Please update the material below by replacing "one marker per instance" with "one point per instance" wherever it occurs, keeping everything else unchanged.

— START OF RECORDS SUPPLIED —

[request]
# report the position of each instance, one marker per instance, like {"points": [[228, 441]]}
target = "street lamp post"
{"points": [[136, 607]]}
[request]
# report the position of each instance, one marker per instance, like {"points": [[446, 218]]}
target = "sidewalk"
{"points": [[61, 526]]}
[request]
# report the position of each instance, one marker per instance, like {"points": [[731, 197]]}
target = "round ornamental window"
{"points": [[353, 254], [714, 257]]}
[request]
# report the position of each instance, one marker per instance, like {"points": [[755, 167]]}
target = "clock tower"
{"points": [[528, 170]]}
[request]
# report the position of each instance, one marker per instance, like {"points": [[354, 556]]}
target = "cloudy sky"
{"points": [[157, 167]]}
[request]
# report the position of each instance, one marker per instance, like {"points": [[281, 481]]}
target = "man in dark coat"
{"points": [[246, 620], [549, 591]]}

— END OF RECORDS SUPPLIED —

__CORRECT OUTPUT__
[request]
# report the position of each instance, one point per instance, like {"points": [[228, 441]]}
target = "street lamp post"
{"points": [[136, 607]]}
[request]
# report the position of each instance, one point per instance, like {"points": [[446, 218]]}
target = "sidewalk"
{"points": [[61, 526]]}
[request]
# report the position of each instance, one point per instance, like {"points": [[731, 197]]}
target = "round ornamental window"
{"points": [[353, 254], [714, 257]]}
[request]
# report the position of each instance, one point per instance, like {"points": [[755, 167]]}
target = "clock tower"
{"points": [[528, 170]]}
[request]
# report the position of each instance, one point per instance, like {"points": [[354, 556]]}
target = "cloudy sky"
{"points": [[157, 167]]}
[request]
# report the position of each instance, one point per instance, like {"points": [[281, 481]]}
target = "man in dark coat"
{"points": [[246, 620], [549, 591]]}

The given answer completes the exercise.